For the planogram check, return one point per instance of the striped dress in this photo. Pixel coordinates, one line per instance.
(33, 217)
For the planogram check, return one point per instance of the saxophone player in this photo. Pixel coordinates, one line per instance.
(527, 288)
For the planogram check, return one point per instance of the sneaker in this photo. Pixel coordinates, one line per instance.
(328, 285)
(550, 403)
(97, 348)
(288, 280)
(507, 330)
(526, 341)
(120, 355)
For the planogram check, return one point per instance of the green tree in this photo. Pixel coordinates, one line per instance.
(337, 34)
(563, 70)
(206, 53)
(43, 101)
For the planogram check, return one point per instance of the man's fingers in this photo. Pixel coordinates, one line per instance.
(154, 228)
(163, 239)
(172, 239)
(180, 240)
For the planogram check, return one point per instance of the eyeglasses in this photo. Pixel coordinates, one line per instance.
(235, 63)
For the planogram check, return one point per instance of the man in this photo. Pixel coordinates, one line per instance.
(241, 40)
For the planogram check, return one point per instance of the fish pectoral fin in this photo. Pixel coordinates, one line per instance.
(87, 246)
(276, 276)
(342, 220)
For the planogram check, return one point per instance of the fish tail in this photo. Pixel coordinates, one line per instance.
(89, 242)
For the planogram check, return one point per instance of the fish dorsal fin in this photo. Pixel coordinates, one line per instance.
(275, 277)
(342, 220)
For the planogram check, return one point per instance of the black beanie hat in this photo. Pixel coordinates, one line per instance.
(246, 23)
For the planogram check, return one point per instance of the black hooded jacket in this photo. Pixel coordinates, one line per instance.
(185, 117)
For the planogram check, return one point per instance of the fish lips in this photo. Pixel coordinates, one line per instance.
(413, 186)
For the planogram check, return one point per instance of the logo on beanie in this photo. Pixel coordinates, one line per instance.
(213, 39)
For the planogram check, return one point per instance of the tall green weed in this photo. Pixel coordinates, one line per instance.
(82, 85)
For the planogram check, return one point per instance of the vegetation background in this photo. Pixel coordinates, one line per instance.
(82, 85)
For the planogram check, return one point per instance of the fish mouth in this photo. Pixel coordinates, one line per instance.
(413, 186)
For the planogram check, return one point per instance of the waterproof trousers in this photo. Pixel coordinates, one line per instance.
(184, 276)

◆ **WHAT IS BEING ASKED**
Write out only the lines from the one containing "the black beanie" through the end of the listing above, exactly as they stand.

◆ **OUTPUT FOR THIS TASK**
For the planogram check, return one point per instance of the black beanie hat in this photo. Pixel coordinates, one line per instance.
(246, 23)
For the planogram check, return one point per instance of the black hooded jacket in this photo. Pixel coordinates, one line per instance.
(185, 117)
For the planogram check, return one point per instance of the fish lips in this photo. Pixel coordinates, one line per instance.
(413, 186)
For the planogram check, return one point per instance of the logo on beanie in this photo. Pixel coordinates, one line per instance.
(213, 39)
For the planogram check, return one point per instance of the tall green weed in this photo. Pixel coordinates, one line per instance.
(82, 85)
For the planogram check, return one point per instance of the vegetation background in this photo. Pixel coordinates, one line per instance.
(82, 85)
For the planogram check, return one point per instance of the fish mouth in this photo. Pixel coordinates, one line per instance.
(413, 186)
For the planogram check, return one point per instance of the waterproof trousers in this photo. Pixel coordinates, one line per instance.
(184, 276)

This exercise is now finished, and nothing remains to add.